Supplied text:
__________

Visitors to Minnetrista, a cultural center in Muncie, Ind., enter The Bone Zone Carnival of Healthy Choices through imposing double glass doors. A skeleton with an elegant top hat and megaphone greets them: "Ladieees and gentlemen, boys and girls! Step right up and marvel at the astounding things that await you…"
The bony ringmaster is a sign of the colorful creativity to come. After visitors have interacted with eight hands-on displays and a feet-on dance floor, they've grasped the carnival's message: The calcium-rich foods and weight-bearing activities they enjoy now can help them avoid future health issues.
Learning Disguised as Fun
Purdue professors and Extension specialists in foods and nutrition provided the content, and staff from Purdue Agriculture's Exhibit Design Center designed, built, marketed and installed The Bone Zone. It feels more like fun than learning, say the schoolchildren who pass through, and they remember its lessons—like the predictions of the mysterious Madame Ulna, a gypsy skeleton with a crystal ball. She tells young soccer players and dancers: "I see happy bones in your future. When you run and jump, your bones get stronger." She cautions those who choose video games instead, "Oh, darling. I see very fast thumbs, but very weak bones in your future if you don't get off the couch!"

__________

Problem to solve: According to the passage on The Bone Zone, what did staff from Purdue Agriculture's Exhibit Design Center do with the exhibit? List each action. The lines that come next are not needed.

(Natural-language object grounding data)
__________

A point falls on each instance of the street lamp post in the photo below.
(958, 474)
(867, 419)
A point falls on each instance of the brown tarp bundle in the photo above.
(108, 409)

__________

Written solution: Designed, built, marketed, installed